SELECTED EXCERPT
+++

Michael Shadle
2010-May-03 23:33 UTC
[zfs-discuss] Exporting iSCSI - it''s still getting all the ZFS protection, right?
Quick sanity check here. I created a zvol and exported it via iSCSI to a Windows machine so Windows could use it as a block device. Windows formats it as NTFS, thinks it''s a local disk, yadda yadda. Is ZFS doing it''s magic checksumming and whatnot on this share, even though it is seeing junk data (NTFS on top of iSCSI...) or am I not getting any benefits from this setup at all (besides thin provisioning, things like that?) These were my steps: Make sure service is enabled on the NAS: # svcadm enable /system/iscsitgt Create the zvol and share it (sparse volume size of 1000 gigs) # zfs create -s -V 1000g tank/shares/foo # zfs set shareiscsi=on tank/shares/foo # zfs set compression=on tank/shares/foo Install Microsoft iSCSI Software Initiator Version 2.08 on the Windows server http://www.microsoft.com/downloads/details.aspx?familyid=12cb3c1a-15d6-4585-b385-befd1319f825&displaylang=en Thanks in advance...

+++

SUPPLIED DATA
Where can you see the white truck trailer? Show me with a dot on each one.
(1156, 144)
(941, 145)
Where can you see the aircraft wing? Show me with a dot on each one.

+++

DIRECTIONS
1: Answer these from the ZFS iSCSI post:
(a) What file system does Windows format the exported volume with?
(b) What sparse volume size is given when the zvol is created?
(c) Which version of the Microsoft iSCSI Software Initiator is installed on the Windows server?
2: Continue the ZFS iSCSI post from the point after its last line.

RESPONSES TO THE EXERCISE
1:
(a) NTFS
(b) 1000 gigs
(c) Version 2.08

2:
Ian Collins
2010-May-03 23:45 UTC
[zfs-discuss] Exporting iSCSI - it''s still getting all the ZFS protection, right?
On 05/ 4/10 11:33 AM, Michael Shadle wrote:> Quick sanity check here. I created a zvol and exported it via iSCSI to > a Windows machine so Windows could use it as a block device. Windows > formats it as NTFS, thinks it''s a local disk, yadda yadda. > > Is ZFS doing it''s magic checksumming and whatnot on this share, even > though it is seeing junk data (NTFS on top of iSCSI...) or am I not > getting any benefits from this setup at all (besides thin > provisioning, things like that?) > >Yes, the volume is part of your pool, which ZFS looks after. -- Ian.
Brandon High
2010-May-04 00:14 UTC
[zfs-discuss] Exporting iSCSI - it''s still getting all the ZFS protection, right?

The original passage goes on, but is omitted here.